(Aim of the exercise)
Count the lines below that contain the string "silver", and reply with that number alone.

========================================================================

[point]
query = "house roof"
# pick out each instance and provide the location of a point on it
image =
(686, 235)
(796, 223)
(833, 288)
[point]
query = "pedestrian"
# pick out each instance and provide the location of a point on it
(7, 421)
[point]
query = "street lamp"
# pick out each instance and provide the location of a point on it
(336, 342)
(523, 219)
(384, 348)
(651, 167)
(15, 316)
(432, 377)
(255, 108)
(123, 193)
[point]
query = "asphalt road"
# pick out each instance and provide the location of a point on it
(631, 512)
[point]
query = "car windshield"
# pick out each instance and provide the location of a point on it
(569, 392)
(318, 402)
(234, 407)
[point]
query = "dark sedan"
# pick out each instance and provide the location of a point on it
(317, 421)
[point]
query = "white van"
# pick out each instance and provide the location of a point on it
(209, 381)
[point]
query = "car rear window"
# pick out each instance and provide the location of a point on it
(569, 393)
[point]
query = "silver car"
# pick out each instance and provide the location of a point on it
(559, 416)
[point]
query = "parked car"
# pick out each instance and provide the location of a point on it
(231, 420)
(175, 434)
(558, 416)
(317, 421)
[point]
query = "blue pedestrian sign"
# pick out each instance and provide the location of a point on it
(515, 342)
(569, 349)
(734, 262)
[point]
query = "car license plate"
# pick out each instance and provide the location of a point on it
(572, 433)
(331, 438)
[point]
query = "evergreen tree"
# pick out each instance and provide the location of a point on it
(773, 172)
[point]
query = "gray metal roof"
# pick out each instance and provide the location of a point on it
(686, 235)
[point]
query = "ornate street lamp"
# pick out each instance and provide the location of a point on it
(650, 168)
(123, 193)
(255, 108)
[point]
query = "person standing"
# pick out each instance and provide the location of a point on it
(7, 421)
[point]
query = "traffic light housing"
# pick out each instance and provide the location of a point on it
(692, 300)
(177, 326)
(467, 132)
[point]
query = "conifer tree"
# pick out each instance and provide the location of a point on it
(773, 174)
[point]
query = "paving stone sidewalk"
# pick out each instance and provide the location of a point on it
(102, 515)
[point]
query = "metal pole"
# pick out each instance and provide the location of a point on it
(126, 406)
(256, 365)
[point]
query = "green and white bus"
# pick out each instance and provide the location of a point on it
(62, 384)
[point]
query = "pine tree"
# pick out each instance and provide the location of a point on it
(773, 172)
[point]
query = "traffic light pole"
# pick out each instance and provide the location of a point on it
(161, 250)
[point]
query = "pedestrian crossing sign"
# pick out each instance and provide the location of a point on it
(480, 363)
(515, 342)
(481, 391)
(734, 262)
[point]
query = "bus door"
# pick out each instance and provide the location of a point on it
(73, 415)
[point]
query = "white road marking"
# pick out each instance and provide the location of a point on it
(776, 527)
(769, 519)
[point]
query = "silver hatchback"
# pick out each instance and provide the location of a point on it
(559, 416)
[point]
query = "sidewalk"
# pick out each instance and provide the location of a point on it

========================================================================

(Output of the task)
2